Dataset entries
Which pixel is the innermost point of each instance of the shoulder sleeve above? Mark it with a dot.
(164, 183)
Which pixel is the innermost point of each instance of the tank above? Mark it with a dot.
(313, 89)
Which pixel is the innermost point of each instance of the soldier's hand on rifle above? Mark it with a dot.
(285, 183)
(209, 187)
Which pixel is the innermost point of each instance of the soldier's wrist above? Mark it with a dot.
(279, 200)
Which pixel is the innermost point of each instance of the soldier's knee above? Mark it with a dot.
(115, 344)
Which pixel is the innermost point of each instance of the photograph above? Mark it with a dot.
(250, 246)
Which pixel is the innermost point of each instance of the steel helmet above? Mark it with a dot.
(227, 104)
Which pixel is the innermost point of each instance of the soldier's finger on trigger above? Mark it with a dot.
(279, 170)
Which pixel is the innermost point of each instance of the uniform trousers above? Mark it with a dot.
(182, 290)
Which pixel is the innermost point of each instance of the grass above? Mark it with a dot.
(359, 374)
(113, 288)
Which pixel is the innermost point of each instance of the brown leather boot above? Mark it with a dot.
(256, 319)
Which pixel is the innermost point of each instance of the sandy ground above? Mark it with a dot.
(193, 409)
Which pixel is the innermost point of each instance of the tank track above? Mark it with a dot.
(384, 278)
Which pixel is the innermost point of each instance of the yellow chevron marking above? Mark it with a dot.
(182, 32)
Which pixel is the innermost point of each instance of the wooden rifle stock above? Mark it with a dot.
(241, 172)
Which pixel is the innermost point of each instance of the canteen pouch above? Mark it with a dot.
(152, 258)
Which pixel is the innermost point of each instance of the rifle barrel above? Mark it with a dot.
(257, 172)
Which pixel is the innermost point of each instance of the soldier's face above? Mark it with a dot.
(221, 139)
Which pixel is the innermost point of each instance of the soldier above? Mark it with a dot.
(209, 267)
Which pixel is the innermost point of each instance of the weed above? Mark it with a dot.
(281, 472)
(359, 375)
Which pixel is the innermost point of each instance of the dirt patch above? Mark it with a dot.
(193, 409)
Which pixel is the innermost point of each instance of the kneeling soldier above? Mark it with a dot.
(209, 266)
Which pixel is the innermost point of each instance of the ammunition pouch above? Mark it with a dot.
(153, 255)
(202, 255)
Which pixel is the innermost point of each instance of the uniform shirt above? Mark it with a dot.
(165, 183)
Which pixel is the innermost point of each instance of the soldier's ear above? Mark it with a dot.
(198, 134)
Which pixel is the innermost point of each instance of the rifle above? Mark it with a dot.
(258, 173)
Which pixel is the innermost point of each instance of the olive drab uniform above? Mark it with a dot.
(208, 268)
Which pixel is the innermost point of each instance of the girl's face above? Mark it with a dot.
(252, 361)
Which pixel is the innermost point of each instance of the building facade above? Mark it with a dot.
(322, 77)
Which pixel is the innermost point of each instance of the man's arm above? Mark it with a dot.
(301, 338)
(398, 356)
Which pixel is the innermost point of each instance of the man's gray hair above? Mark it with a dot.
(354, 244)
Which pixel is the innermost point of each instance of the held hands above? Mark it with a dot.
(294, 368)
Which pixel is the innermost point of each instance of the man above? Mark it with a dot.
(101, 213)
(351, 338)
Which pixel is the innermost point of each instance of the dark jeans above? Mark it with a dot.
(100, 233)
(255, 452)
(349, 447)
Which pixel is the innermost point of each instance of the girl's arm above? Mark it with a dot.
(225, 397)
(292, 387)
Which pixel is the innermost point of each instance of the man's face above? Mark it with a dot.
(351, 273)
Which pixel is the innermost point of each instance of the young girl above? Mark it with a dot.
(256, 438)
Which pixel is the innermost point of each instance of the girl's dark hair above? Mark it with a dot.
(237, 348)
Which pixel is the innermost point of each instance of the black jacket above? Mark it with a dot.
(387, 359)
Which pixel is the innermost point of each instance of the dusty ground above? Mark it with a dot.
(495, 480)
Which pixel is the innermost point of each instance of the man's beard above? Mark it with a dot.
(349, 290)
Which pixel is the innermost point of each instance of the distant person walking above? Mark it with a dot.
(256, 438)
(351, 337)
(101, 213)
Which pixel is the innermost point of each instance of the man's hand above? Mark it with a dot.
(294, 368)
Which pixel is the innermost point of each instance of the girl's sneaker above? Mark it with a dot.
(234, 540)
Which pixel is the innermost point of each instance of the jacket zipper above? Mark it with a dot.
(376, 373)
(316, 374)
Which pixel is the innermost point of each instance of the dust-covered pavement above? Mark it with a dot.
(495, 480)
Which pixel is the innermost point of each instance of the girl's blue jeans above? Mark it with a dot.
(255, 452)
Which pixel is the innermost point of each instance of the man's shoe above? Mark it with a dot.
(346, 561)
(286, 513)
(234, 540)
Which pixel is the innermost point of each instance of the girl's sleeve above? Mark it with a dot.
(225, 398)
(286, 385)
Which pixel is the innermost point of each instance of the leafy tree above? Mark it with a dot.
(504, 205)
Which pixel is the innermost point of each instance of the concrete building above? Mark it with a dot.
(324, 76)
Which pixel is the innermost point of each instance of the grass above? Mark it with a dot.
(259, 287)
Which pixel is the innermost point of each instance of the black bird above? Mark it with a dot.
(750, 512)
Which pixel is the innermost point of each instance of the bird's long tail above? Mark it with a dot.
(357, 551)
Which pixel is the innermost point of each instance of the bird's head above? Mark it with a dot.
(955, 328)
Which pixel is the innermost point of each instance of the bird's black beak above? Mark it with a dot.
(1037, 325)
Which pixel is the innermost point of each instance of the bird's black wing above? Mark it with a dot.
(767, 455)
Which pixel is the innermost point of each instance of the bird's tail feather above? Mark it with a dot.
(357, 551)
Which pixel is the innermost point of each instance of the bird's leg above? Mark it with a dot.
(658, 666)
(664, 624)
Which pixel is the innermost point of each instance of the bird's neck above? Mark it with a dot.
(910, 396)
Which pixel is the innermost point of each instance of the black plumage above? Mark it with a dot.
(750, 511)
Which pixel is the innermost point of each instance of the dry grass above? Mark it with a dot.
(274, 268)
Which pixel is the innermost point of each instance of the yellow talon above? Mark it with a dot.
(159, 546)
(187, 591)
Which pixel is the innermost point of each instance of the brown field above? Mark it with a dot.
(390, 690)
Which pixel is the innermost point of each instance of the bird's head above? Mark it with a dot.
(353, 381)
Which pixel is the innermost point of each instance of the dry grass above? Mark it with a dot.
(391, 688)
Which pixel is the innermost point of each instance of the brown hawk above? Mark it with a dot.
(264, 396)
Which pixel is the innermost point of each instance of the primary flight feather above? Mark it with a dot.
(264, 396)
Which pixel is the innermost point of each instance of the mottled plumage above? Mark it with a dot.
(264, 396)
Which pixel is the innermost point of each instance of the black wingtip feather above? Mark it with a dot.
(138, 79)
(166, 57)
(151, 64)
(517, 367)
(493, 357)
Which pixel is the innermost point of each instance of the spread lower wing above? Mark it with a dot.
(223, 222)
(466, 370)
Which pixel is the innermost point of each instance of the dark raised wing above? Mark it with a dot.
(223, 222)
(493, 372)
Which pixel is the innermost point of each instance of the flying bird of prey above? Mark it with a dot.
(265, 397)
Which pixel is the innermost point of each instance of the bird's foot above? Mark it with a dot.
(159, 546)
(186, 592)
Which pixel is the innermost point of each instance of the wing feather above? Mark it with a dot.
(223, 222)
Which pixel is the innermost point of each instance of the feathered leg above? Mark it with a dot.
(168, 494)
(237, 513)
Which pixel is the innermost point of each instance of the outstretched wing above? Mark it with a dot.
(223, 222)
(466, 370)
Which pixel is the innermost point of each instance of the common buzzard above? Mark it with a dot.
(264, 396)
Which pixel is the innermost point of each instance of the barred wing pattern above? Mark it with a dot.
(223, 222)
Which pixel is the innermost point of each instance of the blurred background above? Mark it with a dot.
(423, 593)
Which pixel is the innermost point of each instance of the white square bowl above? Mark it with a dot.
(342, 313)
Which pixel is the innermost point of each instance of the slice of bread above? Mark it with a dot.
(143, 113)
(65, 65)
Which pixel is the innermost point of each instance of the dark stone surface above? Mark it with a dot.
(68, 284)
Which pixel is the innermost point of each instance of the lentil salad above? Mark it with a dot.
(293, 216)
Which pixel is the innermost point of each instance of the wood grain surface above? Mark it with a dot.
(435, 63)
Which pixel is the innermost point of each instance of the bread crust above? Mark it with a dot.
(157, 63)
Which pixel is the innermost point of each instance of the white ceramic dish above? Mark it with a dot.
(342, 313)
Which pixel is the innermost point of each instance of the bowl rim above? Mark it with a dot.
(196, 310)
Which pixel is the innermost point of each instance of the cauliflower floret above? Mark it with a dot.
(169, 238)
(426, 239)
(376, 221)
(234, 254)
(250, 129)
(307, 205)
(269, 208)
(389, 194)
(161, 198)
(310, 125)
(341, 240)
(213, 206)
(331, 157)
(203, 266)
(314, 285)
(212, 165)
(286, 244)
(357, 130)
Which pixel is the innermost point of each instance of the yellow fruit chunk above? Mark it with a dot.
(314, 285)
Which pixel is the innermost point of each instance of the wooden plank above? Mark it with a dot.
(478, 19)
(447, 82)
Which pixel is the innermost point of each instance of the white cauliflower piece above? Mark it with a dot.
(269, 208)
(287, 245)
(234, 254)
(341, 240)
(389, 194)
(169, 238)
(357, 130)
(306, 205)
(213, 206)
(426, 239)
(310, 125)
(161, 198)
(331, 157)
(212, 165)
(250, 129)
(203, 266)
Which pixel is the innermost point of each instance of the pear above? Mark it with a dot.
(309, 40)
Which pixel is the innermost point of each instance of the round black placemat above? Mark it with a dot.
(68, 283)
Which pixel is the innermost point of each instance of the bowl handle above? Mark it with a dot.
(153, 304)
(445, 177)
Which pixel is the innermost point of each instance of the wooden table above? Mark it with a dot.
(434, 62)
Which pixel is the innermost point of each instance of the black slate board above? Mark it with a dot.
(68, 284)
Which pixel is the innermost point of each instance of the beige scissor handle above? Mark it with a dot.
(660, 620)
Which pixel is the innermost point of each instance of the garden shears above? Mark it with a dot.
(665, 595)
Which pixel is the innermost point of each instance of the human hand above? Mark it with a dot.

▶ The task: Only the lines from the one with "plank above? Mark it with a dot." to the end of the entries above belong in your answer. Retype them exactly.

▶ Response to the exercise:
Which pixel is the innermost point of each instance of the wooden plank above? Mark it with a dot.
(478, 19)
(447, 82)
Which pixel is the innermost point of each instance of the white cauliflower piece above? Mark it with a dot.
(269, 208)
(287, 245)
(234, 254)
(341, 240)
(389, 194)
(169, 238)
(357, 130)
(306, 205)
(213, 206)
(426, 239)
(310, 125)
(161, 198)
(331, 157)
(212, 165)
(250, 129)
(203, 266)
Which pixel is the innermost point of each instance of the pear above? Mark it with a dot.
(309, 40)
Which pixel is the innermost point of each instance of the round black placemat above? Mark it with a dot.
(68, 283)
Which pixel is the innermost point of each instance of the bowl handle above? Mark it with a dot.
(153, 304)
(445, 177)
Which pixel is the innermost point of each instance of the wooden table above? Mark it with a dot.
(434, 62)
Which pixel is the innermost point of each instance of the black slate board above? Mark it with a dot.
(68, 284)
Which pixel is the innermost point of each instance of the beige scissor handle above? Mark it with a dot.
(660, 620)
Which pixel is the innermost point of each instance of the garden shears above? Mark it with a dot.
(665, 595)
Which pixel is the innermost point of each instance of the human hand above? Mark it with a dot.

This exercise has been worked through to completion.